(Region pointing data)
-- Opening Marker --
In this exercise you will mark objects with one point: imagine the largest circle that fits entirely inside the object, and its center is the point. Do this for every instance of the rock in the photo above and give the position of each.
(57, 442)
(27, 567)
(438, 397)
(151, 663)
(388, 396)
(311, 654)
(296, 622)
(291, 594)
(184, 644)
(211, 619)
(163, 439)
-- Closing Marker --
## EXERCISE DIRECTIONS
Retype the records above exactly as they appear.

## OUTPUT BELOW
In this exercise you will mark objects with one point: imagine the largest circle that fits entirely inside the object, and its center is the point. Do this for every instance of the rock in the photo above and give the position of each.
(57, 442)
(27, 567)
(438, 397)
(151, 663)
(388, 396)
(311, 654)
(296, 622)
(291, 594)
(184, 644)
(211, 619)
(163, 439)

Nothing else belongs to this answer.